▸ Problem details:
Rewrite every line of the records from the line containing "Find the high" through the end of the records, keeping the requests unchanged and multiplying each x and y coordinate in the answers by 2.6, rounded to the nearest whole number with halves rounded up.

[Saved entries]
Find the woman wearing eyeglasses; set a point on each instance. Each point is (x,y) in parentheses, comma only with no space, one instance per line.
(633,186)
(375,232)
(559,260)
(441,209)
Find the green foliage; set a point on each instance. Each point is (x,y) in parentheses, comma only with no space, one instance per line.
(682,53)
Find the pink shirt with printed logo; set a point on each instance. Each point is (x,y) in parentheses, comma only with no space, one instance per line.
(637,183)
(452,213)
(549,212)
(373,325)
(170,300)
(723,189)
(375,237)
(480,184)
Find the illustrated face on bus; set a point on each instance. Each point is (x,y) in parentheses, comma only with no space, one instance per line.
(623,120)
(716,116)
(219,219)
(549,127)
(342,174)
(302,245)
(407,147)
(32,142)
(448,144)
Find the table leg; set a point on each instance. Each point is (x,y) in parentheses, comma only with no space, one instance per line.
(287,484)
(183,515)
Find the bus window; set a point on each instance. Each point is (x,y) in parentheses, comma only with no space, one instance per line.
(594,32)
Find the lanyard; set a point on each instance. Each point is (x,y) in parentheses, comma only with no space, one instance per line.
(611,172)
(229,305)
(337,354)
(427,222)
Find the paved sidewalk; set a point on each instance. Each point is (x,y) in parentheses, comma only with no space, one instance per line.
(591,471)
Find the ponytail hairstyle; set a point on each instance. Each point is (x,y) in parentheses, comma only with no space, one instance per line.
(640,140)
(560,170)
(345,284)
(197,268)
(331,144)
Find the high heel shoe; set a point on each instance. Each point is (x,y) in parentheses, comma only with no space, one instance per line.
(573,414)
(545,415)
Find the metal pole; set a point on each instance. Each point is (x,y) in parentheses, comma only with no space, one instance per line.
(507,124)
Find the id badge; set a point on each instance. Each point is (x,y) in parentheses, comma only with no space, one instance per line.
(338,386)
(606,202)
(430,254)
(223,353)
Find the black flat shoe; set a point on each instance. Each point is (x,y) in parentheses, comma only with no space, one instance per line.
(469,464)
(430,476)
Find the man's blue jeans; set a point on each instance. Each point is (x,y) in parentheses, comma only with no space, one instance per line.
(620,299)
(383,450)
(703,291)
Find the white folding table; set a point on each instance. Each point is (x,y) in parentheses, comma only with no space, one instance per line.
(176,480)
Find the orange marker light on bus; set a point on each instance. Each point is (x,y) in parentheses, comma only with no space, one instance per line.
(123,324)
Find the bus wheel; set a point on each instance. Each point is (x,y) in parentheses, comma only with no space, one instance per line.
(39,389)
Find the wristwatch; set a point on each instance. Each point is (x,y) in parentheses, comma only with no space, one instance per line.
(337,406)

▸ Reply to the task:
Find the high heel shoe; set a point on each instance. Each point is (x,y) in parentheses, comma only with no space, one instance per line.
(1490,1076)
(1417,1079)
Find the metal pole; set a point on each instance. Each point is (x,y) in parentheses, comma only with no space, one instance per line.
(1318,322)
Find the id badge; set a point on each instance. Each point is (x,y) in parentheses, comma only with no space, one instance per line.
(879,1004)
(1576,525)
(1118,660)
(580,918)
Find the black flat shoe; set a point on each instance. Each point is (x,y) in parentheses, comma only with no space, one instance per line.
(1219,1206)
(1118,1238)
Find the man's blue jeans; set a point on each instance. Each point is (x,y) in parentheses, comma only with no space, one instance per line.
(1612,777)
(996,1170)
(1828,757)
Find the white folding table; set a point on each instance. Each point is (x,y) in parentheses, comma only with no space, one instance per line.
(458,1248)
Find the orange marker light on bus; set a point on each instance. Each point is (x,y) in parentheses, comma only with no space, one instance per line.
(320,842)
Find the bus wheel; set a point on each instance. Each point is (x,y) in parentheses, comma only with no space, one instance per line.
(101,1011)
Find the wristwatch; set a point on each instance. Each point is (x,y) in parentheses, comma only with no space, one instance per line.
(876,1056)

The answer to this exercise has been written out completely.